EXCERPTED PASSAGE
___

Wednesday 1 February 2012

John’s Blog No. 59b – Comment

It is now a month since we entered the New Year and little has changed on possible good intentions
Executive Pay and Bonuses – are still unresolved with mind staggering figures being quoted. In a responsible Society it somehow seems obscene that someone can earn in a year what a person on average wage needs a lifetime to achieve.
The present Century has seen an escalation in Executive and Management pay to levels unprecedented in earlier years and out of all proportion to normal wages and work justification. It is argued as a matter of worth to our leaders of Industry, major Institutions and Local Councils, but what worth and at what cost.
The average wage in the UK is currently £25,800 per year, is this management worth four, six or even ten times those who work hard in the business and help to create that wealth. Even these factors do not approach the 40 to 200 times the average wage that these people assess themselves at.
Many of the worst offenders in the Financial Industry run no more than a large casino gambling our money and livelihood away, others ruin perfectly good businesses by denying working capital or asset stripping. Yet the basic financiers, the shareholders who take the risk, see their money disappear in falling share prices as a result of these astute management efforts.
Benefit Control – on the other end of the scale, we see a very similar position amongst a large number of those on benefit. Both Houses are arguing over a benefit cap, needed to control the runaway costs, yet this is intended to encourage a return to work, but is set at a level above the average wage!
 A person on the average wage will pay tax and NI amounting to some £5,600 and will have work costs, pension contributions, etc., which will bring take home pay below £19,000. Yet there are no proposals in the £26,000 benefit cap that include tax or NI deductions, making recipients some £7,000 per year better off not working.
At the other end of the scale, pensioners are expected to live on £5,300 or £8,400 if a couple. The minimum the State says a person needs to live on is set at £6,600  and even if we apply these more generous levels, allowing for children we arrive at benefit cap levels below £14,000, giving adequate income and leaving incentive to work.

___

SUPPLIED RECORDS
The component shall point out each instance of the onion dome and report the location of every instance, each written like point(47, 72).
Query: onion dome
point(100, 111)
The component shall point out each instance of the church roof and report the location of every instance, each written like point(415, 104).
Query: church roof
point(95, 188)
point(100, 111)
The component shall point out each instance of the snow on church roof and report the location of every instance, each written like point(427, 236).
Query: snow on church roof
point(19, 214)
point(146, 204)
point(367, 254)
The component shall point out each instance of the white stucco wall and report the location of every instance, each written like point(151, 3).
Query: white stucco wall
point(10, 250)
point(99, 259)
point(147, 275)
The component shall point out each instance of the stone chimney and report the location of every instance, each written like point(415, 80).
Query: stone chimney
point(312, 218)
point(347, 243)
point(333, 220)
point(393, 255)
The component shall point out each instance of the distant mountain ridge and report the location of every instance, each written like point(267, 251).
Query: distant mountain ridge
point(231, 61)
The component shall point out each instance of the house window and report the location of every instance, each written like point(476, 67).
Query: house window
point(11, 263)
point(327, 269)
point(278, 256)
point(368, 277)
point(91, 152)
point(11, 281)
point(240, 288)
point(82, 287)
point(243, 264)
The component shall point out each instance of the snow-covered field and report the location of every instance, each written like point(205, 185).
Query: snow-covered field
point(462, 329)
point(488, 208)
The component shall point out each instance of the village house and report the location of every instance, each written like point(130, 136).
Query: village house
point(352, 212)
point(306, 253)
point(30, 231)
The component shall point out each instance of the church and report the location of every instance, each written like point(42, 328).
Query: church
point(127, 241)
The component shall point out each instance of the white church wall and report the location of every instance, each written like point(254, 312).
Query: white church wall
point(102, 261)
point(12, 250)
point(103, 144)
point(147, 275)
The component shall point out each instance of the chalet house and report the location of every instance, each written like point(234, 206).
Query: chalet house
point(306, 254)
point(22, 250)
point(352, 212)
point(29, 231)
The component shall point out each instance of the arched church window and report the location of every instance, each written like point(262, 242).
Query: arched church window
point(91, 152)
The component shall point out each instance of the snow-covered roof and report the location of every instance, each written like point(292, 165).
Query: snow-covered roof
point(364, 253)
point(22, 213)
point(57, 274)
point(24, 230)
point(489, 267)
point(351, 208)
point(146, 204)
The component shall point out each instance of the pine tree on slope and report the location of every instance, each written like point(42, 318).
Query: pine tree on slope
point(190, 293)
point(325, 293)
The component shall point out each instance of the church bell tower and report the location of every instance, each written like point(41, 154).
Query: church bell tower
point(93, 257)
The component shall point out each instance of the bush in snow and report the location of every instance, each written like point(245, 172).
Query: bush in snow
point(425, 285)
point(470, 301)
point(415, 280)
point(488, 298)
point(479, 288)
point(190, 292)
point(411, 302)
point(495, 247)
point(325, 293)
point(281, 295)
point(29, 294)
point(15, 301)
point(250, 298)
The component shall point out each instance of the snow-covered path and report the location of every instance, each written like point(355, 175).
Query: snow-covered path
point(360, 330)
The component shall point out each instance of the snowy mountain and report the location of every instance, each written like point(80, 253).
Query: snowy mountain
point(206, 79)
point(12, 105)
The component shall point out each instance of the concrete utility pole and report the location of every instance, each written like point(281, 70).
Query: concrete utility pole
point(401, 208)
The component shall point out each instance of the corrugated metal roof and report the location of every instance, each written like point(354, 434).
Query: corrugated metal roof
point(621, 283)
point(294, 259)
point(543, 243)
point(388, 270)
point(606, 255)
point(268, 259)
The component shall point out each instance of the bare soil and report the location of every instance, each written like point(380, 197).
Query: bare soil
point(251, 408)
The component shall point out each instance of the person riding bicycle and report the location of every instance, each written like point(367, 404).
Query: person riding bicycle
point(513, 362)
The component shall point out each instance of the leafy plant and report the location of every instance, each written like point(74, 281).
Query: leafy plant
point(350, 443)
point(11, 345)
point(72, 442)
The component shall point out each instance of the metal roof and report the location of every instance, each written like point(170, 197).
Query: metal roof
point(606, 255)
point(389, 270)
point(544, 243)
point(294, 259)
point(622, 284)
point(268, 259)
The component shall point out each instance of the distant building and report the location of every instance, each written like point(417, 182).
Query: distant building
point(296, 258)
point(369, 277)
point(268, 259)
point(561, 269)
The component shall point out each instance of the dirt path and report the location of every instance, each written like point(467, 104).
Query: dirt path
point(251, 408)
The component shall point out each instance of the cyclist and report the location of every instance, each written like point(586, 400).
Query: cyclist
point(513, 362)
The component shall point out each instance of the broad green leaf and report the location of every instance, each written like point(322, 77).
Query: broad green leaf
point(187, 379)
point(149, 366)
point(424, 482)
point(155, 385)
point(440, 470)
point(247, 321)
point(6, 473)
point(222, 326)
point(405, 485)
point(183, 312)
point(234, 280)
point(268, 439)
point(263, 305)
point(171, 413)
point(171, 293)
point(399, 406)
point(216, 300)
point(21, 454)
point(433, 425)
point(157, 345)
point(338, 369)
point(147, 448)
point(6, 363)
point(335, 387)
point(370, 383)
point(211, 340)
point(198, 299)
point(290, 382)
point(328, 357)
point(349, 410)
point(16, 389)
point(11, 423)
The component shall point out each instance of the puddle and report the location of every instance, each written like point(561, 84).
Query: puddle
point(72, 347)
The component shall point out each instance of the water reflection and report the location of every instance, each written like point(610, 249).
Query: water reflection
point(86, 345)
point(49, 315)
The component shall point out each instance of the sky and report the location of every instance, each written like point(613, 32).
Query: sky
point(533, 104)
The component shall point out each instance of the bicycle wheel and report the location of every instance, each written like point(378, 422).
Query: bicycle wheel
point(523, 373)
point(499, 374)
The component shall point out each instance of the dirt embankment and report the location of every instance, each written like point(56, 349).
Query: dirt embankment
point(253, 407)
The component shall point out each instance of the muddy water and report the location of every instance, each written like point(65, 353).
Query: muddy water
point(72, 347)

___

YOUR TASKS
(1) Return the section of the blog post on pay and the benefit cap starting at "Many of the" and ending at "astute management efforts.".
(2) Resume the blog post on pay and the benefit cap from the point where it stops.
The rows are separate material and have no connection to the blog post on pay and the benefit cap.

RESPONSE LIST
(1)
Many of the worst offenders in the Financial Industry run no more than a large casino gambling our money and livelihood away, others ruin perfectly good businesses by denying working capital or asset stripping. Yet the basic financiers, the shareholders who take the risk, see their money disappear in falling share prices as a result of these astute management efforts.

(2)
High Speed Trains – another area which has been kicked into touch, but the more one looks into it the more it appears as a colossal waste of money, creating disruption and upset for many.
In addition to the normal arguments against, it would seem that it could be out dated before it even starts running, The Chinese are working on a Vactrain, which they say can be put into operation in ten years. It would run in a vacuum tube at speeds of 620 mph, which could increase up to 5,000 mph and with no air resistance, consumes little energy.
Such a virtual perpetual motion machine offers obvious advantage although costs are expected to be higher than HS2.
There is however a much lower cost opportunity in vacuum transport using smaller car size capsules running in five foot diameter tubes with speeds of 340 mph, but capable of much higher speeds. Cars would take six passengers or 600kgm of freight in an automated dual tubeway claimed to have the capacity of a 32 lane highway and cost one tenth of HS2.
The concept is not new, as a child, I can remember my mother paying the assistant in a store, who put the money and sale ticket in a twist lock capsule and inserted it into a vacuum tube. I listened fascinated as it went up to and along the ceiling to the office and within a minute or so returned dropping into a tray with change and receipt.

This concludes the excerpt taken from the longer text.